Trechos de conjunto de dados de apontamento:

◆ ◆ ◆

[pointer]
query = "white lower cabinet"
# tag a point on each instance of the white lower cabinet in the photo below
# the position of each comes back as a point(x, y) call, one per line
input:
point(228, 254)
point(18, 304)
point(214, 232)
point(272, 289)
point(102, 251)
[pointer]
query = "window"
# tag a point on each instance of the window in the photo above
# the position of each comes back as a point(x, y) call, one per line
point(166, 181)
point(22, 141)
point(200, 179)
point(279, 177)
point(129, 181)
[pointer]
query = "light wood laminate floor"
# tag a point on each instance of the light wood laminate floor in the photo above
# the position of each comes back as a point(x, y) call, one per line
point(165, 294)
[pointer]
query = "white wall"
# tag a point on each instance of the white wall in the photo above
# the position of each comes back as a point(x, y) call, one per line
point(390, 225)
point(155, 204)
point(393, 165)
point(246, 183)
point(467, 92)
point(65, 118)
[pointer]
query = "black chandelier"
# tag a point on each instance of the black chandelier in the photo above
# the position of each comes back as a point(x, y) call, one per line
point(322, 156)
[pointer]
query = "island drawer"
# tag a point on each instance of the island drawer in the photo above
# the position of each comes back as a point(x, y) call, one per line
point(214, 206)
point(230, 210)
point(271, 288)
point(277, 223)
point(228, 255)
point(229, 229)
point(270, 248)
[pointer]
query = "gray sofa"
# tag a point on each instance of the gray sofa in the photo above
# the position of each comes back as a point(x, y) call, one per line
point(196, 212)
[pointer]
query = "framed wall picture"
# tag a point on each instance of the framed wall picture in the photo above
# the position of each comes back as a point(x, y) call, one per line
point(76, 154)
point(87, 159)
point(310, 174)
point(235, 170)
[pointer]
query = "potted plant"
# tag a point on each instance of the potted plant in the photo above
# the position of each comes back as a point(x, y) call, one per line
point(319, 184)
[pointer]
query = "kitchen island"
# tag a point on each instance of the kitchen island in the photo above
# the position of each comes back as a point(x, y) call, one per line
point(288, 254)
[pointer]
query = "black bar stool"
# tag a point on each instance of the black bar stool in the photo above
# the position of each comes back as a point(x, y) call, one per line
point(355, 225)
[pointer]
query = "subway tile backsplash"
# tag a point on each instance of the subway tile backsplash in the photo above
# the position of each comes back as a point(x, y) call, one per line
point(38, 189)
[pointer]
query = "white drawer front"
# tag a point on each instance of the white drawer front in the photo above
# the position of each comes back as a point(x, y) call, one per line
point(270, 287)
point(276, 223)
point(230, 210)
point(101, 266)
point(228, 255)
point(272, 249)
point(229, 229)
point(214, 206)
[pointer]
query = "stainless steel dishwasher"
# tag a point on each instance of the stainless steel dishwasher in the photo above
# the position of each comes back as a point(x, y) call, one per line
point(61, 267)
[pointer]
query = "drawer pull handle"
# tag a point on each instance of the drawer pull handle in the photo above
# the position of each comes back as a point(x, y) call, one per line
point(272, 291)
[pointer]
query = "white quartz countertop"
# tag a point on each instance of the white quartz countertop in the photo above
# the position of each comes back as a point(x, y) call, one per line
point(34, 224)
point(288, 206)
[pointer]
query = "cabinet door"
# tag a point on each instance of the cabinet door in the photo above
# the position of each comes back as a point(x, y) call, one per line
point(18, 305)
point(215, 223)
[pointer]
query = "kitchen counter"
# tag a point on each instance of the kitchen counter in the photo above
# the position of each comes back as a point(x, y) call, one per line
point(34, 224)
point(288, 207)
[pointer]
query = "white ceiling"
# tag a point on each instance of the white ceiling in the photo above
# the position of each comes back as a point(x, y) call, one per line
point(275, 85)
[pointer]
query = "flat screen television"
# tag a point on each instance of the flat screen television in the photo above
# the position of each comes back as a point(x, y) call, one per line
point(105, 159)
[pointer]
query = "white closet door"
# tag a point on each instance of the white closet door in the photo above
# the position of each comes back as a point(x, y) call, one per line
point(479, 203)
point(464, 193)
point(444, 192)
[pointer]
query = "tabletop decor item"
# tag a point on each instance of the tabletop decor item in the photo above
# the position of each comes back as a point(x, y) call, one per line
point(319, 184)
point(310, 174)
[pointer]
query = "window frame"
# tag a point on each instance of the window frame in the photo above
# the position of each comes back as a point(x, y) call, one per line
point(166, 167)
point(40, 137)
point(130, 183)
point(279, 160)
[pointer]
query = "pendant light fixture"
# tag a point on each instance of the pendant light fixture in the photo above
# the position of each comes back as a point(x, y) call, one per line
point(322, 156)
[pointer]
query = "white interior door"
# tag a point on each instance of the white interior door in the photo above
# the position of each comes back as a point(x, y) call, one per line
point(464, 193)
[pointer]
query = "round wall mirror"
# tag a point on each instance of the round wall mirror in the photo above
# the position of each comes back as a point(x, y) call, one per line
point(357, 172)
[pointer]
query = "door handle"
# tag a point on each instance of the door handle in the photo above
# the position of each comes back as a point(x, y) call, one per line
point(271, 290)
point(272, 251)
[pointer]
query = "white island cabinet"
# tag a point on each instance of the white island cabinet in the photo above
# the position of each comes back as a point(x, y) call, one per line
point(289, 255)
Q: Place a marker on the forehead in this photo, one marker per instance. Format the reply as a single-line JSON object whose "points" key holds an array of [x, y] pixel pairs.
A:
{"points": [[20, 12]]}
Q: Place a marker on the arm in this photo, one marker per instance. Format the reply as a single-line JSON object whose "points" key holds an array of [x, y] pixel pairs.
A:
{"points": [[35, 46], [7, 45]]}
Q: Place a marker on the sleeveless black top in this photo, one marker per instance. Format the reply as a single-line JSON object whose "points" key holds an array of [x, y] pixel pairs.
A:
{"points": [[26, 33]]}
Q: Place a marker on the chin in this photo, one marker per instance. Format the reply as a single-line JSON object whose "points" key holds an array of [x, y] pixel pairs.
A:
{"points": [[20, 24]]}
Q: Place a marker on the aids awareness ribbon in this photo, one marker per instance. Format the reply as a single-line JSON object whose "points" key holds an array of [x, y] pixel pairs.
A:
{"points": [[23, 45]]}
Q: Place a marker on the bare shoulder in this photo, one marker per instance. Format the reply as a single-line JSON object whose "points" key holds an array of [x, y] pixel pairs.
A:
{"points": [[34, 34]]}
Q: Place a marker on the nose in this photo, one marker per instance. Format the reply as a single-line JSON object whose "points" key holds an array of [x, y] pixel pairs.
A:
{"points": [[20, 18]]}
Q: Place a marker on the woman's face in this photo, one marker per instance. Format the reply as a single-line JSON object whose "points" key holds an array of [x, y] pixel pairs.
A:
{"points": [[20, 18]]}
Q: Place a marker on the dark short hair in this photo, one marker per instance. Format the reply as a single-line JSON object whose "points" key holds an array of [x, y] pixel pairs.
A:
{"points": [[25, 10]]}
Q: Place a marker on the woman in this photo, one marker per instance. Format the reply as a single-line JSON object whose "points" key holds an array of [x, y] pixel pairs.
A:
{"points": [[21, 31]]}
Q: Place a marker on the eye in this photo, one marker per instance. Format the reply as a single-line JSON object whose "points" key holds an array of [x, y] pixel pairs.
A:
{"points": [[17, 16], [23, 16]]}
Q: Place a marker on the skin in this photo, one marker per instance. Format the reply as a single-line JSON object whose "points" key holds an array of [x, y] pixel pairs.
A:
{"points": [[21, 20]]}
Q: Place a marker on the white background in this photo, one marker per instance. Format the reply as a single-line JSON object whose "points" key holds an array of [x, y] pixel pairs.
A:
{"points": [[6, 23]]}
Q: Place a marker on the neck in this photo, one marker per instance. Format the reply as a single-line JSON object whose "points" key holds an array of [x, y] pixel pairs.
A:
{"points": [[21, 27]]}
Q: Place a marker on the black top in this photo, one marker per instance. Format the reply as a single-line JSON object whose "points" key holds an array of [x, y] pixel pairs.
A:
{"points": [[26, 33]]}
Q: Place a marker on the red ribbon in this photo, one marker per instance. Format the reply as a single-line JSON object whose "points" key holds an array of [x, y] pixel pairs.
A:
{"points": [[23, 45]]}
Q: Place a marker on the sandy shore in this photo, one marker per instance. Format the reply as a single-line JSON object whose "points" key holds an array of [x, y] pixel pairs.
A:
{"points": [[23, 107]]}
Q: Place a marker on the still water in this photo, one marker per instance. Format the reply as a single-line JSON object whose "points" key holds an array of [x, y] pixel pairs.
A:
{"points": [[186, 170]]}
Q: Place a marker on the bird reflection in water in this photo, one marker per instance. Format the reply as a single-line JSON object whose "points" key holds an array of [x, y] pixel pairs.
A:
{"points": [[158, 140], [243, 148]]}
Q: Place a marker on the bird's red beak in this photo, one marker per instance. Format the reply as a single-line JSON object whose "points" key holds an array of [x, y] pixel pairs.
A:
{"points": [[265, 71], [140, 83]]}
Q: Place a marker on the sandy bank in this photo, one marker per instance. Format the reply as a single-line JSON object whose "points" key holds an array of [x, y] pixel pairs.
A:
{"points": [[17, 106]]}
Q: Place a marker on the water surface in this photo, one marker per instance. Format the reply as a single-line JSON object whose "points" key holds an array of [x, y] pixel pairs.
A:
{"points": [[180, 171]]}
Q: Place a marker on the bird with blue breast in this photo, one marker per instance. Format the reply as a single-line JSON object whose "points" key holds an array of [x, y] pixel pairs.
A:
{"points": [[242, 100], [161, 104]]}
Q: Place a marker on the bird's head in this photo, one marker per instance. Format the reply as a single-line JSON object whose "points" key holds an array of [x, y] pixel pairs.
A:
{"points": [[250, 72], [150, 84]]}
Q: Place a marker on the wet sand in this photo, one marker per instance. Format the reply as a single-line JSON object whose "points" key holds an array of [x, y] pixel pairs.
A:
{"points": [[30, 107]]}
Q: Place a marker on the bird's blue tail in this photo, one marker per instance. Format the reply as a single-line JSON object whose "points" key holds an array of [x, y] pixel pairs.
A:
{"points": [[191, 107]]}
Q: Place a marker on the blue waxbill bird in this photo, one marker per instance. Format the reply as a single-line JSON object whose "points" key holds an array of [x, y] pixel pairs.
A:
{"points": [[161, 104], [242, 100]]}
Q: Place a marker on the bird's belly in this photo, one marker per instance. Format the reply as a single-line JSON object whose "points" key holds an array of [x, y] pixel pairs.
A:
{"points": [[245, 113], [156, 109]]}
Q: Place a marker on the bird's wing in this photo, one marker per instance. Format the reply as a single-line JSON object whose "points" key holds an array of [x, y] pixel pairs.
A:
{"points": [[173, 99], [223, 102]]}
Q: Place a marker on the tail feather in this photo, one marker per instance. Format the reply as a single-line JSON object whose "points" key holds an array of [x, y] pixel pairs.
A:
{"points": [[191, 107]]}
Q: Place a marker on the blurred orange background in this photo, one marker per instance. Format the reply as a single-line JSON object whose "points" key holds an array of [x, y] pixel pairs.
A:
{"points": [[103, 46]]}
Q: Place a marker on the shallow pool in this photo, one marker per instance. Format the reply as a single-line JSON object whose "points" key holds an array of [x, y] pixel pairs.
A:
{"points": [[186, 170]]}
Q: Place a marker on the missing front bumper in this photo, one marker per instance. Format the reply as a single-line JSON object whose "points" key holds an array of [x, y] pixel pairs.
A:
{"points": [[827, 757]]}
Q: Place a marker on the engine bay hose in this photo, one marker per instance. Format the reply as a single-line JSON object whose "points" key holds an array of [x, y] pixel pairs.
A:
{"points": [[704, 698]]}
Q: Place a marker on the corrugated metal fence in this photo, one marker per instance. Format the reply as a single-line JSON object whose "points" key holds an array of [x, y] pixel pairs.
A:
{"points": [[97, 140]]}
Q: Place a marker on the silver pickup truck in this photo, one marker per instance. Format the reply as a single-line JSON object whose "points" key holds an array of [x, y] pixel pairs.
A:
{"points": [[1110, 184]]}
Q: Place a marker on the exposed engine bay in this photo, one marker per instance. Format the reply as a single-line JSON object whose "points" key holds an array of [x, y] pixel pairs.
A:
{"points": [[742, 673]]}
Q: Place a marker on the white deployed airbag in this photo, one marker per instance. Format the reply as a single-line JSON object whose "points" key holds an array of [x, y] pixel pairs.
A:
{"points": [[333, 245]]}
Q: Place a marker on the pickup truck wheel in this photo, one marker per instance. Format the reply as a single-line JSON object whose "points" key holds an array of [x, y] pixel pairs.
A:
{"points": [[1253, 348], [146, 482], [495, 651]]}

◆ ◆ ◆

TAREFA A FAZER: Reescreva as entradas do início até a linha que contém "point(129, 181)", inclusive, trocando "window" por "skylight" e deixando todo o resto igual.

RESPOSTA CORRETA:
[pointer]
query = "white lower cabinet"
# tag a point on each instance of the white lower cabinet in the photo below
# the position of each comes back as a point(x, y) call, one per line
input:
point(228, 254)
point(18, 304)
point(214, 232)
point(272, 289)
point(102, 251)
[pointer]
query = "skylight"
# tag a point on each instance of the skylight in the photo above
# the position of each comes back as a point(x, y) call, one per line
point(166, 181)
point(22, 141)
point(200, 179)
point(279, 177)
point(129, 181)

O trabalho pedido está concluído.